### Task goal
Print the full listing exactly.

-------- Provided material --------

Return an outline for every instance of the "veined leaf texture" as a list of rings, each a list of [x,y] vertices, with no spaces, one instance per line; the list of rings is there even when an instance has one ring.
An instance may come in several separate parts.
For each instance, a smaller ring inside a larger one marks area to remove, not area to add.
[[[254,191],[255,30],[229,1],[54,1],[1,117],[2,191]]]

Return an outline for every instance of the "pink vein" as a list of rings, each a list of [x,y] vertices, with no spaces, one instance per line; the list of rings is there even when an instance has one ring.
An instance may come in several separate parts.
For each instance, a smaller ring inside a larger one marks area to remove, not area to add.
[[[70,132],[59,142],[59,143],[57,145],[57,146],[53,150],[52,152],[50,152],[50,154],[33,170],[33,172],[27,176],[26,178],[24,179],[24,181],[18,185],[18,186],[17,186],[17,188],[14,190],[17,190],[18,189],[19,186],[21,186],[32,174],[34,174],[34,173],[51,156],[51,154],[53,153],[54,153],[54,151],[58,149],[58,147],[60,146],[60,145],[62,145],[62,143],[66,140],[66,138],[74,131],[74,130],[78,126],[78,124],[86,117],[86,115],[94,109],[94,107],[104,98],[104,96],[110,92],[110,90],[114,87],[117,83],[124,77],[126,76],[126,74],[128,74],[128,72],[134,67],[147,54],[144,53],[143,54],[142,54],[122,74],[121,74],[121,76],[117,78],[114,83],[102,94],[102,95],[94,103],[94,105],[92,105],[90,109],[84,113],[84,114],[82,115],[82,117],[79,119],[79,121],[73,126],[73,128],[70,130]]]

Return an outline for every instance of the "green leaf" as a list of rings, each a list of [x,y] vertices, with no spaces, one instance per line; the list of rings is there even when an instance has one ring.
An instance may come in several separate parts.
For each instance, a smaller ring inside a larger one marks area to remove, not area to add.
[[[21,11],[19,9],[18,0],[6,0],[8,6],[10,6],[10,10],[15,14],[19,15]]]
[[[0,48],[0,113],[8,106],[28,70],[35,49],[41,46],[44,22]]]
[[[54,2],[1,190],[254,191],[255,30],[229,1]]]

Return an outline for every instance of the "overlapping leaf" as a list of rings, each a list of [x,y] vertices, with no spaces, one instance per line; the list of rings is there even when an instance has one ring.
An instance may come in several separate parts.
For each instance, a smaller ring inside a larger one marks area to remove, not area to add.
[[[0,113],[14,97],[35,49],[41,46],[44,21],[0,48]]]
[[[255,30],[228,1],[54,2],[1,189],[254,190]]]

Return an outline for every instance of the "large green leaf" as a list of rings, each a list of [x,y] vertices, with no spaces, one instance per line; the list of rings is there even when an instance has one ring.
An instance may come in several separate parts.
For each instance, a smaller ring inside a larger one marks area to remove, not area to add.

--------

### Answer to this exercise
Return an outline for every instance of the "veined leaf texture" as a list of rings, each a list of [x,y] vertices, with no spaces, one instance per line; the list of rings is there even when an instance has one ring.
An instance may come in several separate parts.
For each instance, a smaller ring inside a larger one marks area to remove, not area to add.
[[[254,191],[255,30],[229,1],[54,1],[1,117],[2,191]]]

Return an outline for every instance of the "pink vein" as a list of rings, each a list of [x,y] vertices, with no spaces, one instance per line; the list of rings is there even when an instance has one ring.
An instance may come in several separate parts.
For each instance, a smaller ring inside a larger one marks area to remove, not area to add.
[[[70,132],[59,142],[59,143],[57,145],[57,146],[53,150],[52,152],[50,152],[50,154],[33,170],[33,172],[27,176],[26,178],[24,179],[24,181],[18,185],[18,186],[17,186],[17,188],[14,190],[17,190],[18,189],[19,186],[21,186],[32,174],[34,174],[34,173],[51,156],[51,154],[53,153],[54,153],[54,151],[58,149],[58,147],[60,146],[60,145],[62,145],[62,143],[66,140],[66,138],[74,131],[74,130],[78,126],[78,124],[86,117],[86,115],[94,109],[94,107],[104,98],[104,96],[110,92],[110,90],[114,87],[117,83],[124,77],[126,76],[126,74],[128,74],[128,72],[134,67],[147,54],[144,53],[143,54],[142,54],[122,74],[121,74],[121,76],[117,78],[114,83],[102,94],[102,95],[94,103],[94,105],[92,105],[90,109],[84,113],[84,114],[82,115],[82,117],[79,119],[79,121],[73,126],[73,128],[70,130]]]

Return an outline for every instance of the "green leaf" as a list of rings, each a list of [x,y] vertices, with no spaces, one instance per line; the list of rings is there even when an instance has one ring.
An instance may come in several separate parts.
For each instance, a smaller ring inside a larger one marks area to remove, not area to add.
[[[21,11],[19,9],[18,0],[6,0],[8,6],[10,6],[10,10],[15,14],[19,15]]]
[[[0,48],[0,113],[8,106],[28,70],[35,49],[41,46],[44,22]]]
[[[54,2],[1,190],[254,191],[255,30],[229,1]]]

Return an outline for every instance of the "overlapping leaf" as a list of rings, each a list of [x,y] vertices, with no spaces, one instance per line; the list of rings is there even when an instance has one ring.
An instance may come in several separate parts.
For each instance, a smaller ring inside a larger one marks area to remove, not area to add.
[[[0,113],[14,97],[35,49],[41,46],[44,21],[0,48]]]
[[[255,30],[228,1],[54,2],[1,189],[254,190]]]

Return an outline for every instance of the "large green leaf" as a list of rings, each a list of [x,y] vertices, with no spaces, one instance per line; the list of rings is there even when an instance has one ring.
An instance may come in several separate parts.
For each instance, a smaller ring inside a larger one marks area to remove, not area to add.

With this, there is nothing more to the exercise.